### WHAT YOU NEED TO DO
[a] Please check three statements against the tornado article and answer yes or no for each, quoting the words of the article that decide it: (i) The Rye Cove schoolhouse had seven rooms. (ii) The children were outdoors at recess when the wind struck. (iii) Eight people died in Arkansas.
[b] Render this sentence from the tornado article in Spanish: "Locomotive whistles echo from five miles away."

### EXCERPT TO READ
____

Monday, May. 13, 1929
Wind
Rye Cove sits remotely on a plateau in Nolichuckey Valley, Scott County, Va. Around it and its 100-odd residents, roll and billow the Cumberland Mountains. Locomotive whistles echo from five miles away. Until last week, the seven-room schoolhouse of Rye Cove, set in an open field near the valley head, drew 200 pupils from ten mountainous miles around. Life there was simple, sheltered, unharried by the outer world.
One day last week a sudden spatter of rain drove Rye Cove school children into their plain board study-rooms before the noon recess ended. They were just wriggling themselves quiet in their seats when, down the valley, came a loud howling noise. The sky blackened. A monster wind came twisting between the mountains. It swooped down, caught at the schoolhouse, ripped off the roof, scrunched the rest of it to bits, scattered things insanely. Then it went roaring away, up over the ridge.
From the wreckage, 19 small bodies were pried loose. Twoscore other children were carried to hospitals, faint with pain.
Similar tornadoes twisted over the face of the land elsewhere last week, all evidently offspring of a large cyclonic disturbance which started over northern Texas and swept northeast. In Arkansas, eight persons were blown to death.
Four perished at Catlett, Va. At Brookville, Md., a 300-year-old stone house lost its roof in a gale, crushing out the life of an 88-year-old woman.

____

### SUPPLIED DATA

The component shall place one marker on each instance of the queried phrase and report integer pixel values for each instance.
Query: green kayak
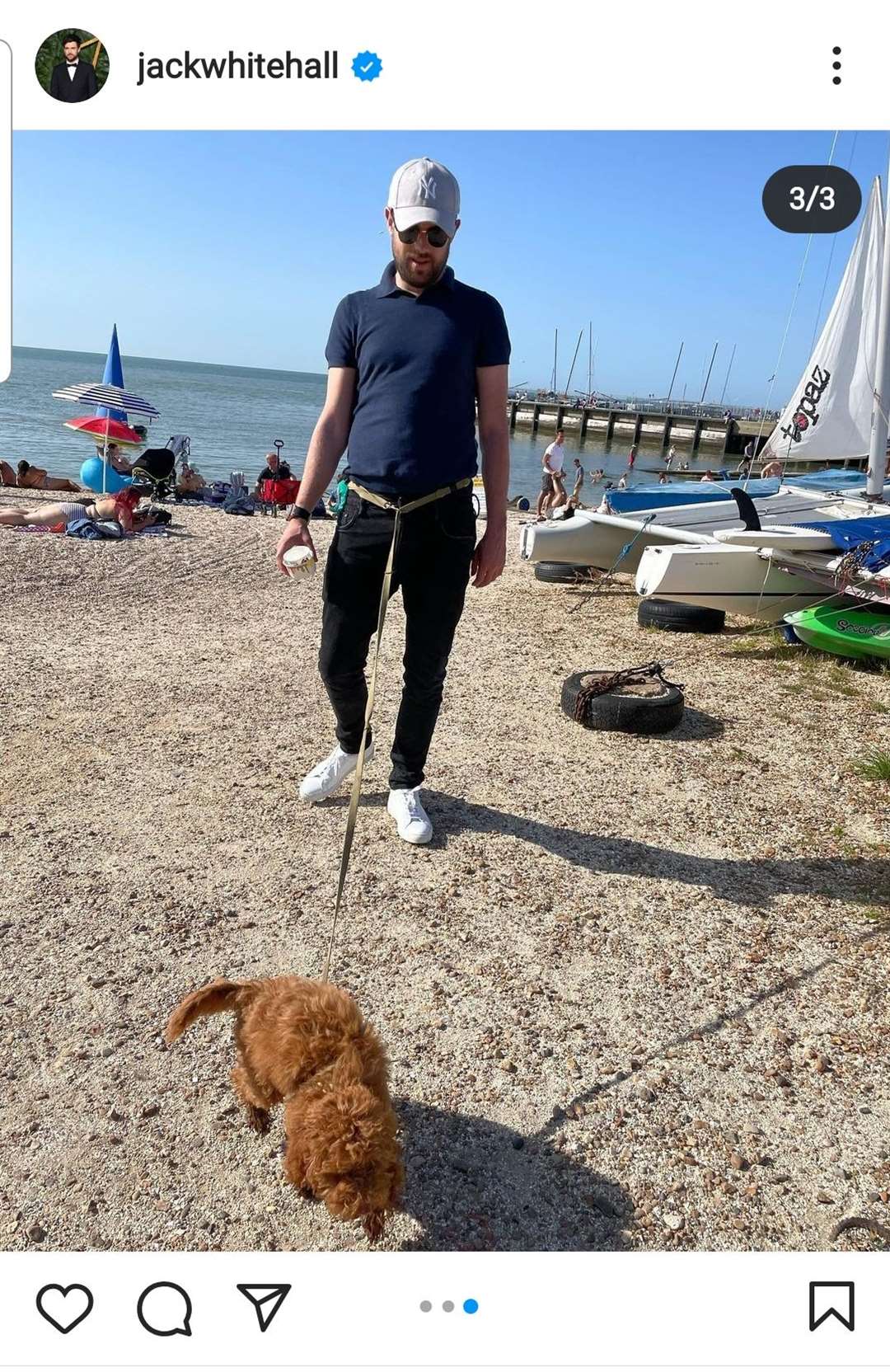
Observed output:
(849, 632)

____

### OUTPUTS FOR THE TASKS
[a]
(i) Yes: "the seven-room schoolhouse of Rye Cove"
(ii) No: "a sudden spatter of rain drove Rye Cove school children into their plain board study-rooms before the noon recess ended"
(iii) Yes: "In Arkansas, eight persons were blown to death."

[b] Los silbatos de las locomotoras resuenan desde cinco millas de distancia.